> [GOAL]: State how many lines of the entries below contain the word "green", with case counting. Give only the number.

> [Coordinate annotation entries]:
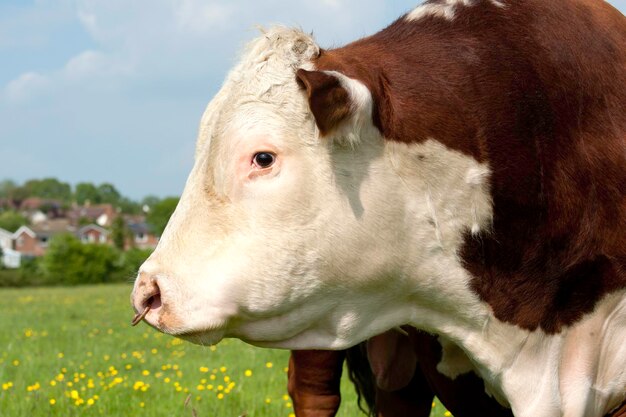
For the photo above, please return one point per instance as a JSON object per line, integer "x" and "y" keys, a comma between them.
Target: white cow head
{"x": 299, "y": 225}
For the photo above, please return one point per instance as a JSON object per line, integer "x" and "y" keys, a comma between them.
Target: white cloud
{"x": 201, "y": 18}
{"x": 93, "y": 64}
{"x": 24, "y": 86}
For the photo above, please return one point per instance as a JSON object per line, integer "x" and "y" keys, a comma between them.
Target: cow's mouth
{"x": 153, "y": 302}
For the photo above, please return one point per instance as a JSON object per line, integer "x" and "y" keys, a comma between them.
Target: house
{"x": 33, "y": 240}
{"x": 101, "y": 214}
{"x": 40, "y": 209}
{"x": 141, "y": 236}
{"x": 92, "y": 233}
{"x": 10, "y": 258}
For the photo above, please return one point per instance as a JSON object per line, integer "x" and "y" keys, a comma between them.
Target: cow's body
{"x": 462, "y": 171}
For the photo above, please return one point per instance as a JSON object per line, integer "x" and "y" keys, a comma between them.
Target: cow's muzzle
{"x": 146, "y": 297}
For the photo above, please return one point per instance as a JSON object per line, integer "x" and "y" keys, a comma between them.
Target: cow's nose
{"x": 146, "y": 297}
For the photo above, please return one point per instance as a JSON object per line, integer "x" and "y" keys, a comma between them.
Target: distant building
{"x": 10, "y": 257}
{"x": 101, "y": 214}
{"x": 33, "y": 240}
{"x": 92, "y": 233}
{"x": 142, "y": 236}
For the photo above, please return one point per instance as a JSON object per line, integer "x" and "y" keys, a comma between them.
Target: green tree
{"x": 69, "y": 262}
{"x": 86, "y": 191}
{"x": 160, "y": 214}
{"x": 150, "y": 201}
{"x": 7, "y": 188}
{"x": 11, "y": 221}
{"x": 48, "y": 188}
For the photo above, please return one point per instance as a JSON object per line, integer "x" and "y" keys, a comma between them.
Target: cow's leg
{"x": 314, "y": 382}
{"x": 413, "y": 400}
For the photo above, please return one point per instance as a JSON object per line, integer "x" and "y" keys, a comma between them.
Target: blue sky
{"x": 113, "y": 90}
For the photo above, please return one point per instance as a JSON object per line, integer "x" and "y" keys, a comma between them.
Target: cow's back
{"x": 537, "y": 90}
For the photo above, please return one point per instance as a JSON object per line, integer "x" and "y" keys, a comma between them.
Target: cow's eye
{"x": 264, "y": 159}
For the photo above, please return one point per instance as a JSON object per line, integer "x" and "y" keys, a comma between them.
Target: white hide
{"x": 445, "y": 9}
{"x": 347, "y": 236}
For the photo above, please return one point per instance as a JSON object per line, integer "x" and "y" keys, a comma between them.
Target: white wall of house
{"x": 11, "y": 258}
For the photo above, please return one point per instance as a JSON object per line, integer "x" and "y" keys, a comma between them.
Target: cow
{"x": 462, "y": 171}
{"x": 395, "y": 373}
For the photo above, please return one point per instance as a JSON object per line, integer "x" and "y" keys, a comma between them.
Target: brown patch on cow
{"x": 620, "y": 412}
{"x": 329, "y": 101}
{"x": 537, "y": 90}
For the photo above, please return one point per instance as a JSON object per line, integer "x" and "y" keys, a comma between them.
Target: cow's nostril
{"x": 155, "y": 301}
{"x": 147, "y": 297}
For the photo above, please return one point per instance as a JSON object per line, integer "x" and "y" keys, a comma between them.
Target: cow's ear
{"x": 329, "y": 100}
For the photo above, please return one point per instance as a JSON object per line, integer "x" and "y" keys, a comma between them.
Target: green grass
{"x": 74, "y": 347}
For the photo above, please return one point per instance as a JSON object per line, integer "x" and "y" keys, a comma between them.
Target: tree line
{"x": 157, "y": 215}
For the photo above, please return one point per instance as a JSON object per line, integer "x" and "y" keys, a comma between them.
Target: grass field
{"x": 71, "y": 351}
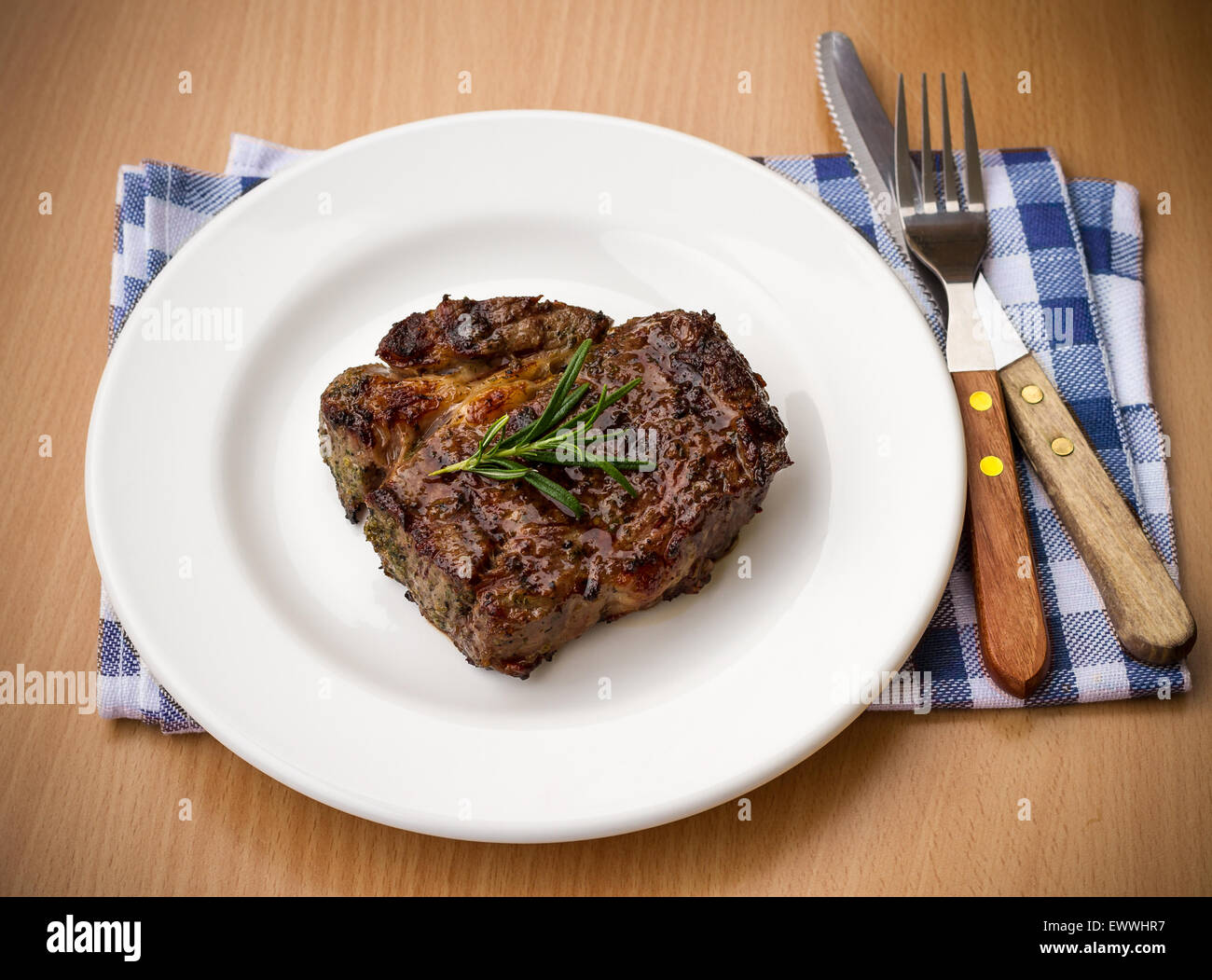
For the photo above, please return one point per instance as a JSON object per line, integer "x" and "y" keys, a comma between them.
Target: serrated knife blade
{"x": 868, "y": 136}
{"x": 1147, "y": 610}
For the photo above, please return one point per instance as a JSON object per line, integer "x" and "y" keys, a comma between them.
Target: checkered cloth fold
{"x": 1065, "y": 260}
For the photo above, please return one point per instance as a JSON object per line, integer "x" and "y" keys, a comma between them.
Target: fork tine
{"x": 950, "y": 177}
{"x": 971, "y": 153}
{"x": 929, "y": 194}
{"x": 907, "y": 193}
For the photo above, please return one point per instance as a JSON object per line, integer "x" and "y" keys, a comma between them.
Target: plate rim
{"x": 318, "y": 787}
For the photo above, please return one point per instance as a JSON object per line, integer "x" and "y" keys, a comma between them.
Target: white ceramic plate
{"x": 290, "y": 645}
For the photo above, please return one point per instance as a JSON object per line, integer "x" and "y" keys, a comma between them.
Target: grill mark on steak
{"x": 502, "y": 570}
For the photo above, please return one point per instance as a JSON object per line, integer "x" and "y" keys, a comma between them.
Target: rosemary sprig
{"x": 552, "y": 439}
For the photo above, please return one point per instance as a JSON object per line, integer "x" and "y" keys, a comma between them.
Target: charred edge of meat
{"x": 459, "y": 330}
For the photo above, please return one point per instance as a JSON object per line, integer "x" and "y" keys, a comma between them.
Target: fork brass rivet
{"x": 992, "y": 466}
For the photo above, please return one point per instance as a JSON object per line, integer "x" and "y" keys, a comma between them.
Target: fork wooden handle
{"x": 1010, "y": 616}
{"x": 1147, "y": 610}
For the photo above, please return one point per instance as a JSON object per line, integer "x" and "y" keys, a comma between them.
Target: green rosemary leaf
{"x": 590, "y": 415}
{"x": 548, "y": 419}
{"x": 550, "y": 489}
{"x": 552, "y": 439}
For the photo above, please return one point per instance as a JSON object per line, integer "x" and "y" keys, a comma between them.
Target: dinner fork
{"x": 950, "y": 237}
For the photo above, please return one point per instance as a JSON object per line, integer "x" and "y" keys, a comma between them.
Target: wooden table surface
{"x": 1122, "y": 801}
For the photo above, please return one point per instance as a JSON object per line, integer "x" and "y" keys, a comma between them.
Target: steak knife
{"x": 1143, "y": 604}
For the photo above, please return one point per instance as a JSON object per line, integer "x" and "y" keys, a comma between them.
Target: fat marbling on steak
{"x": 505, "y": 573}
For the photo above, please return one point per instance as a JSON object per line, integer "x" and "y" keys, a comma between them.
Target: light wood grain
{"x": 1120, "y": 801}
{"x": 1148, "y": 613}
{"x": 1010, "y": 615}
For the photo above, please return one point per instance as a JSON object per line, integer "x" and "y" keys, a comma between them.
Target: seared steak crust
{"x": 502, "y": 570}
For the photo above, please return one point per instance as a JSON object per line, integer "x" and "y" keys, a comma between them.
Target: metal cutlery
{"x": 950, "y": 237}
{"x": 1146, "y": 609}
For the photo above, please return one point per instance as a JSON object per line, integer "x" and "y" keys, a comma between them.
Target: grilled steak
{"x": 505, "y": 573}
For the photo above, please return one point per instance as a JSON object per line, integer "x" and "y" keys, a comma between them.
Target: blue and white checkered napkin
{"x": 1066, "y": 262}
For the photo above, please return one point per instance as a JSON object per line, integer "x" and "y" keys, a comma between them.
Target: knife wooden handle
{"x": 1010, "y": 616}
{"x": 1146, "y": 608}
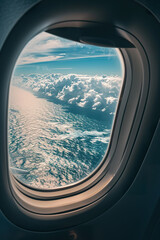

> [TASK RESPONSE]: 3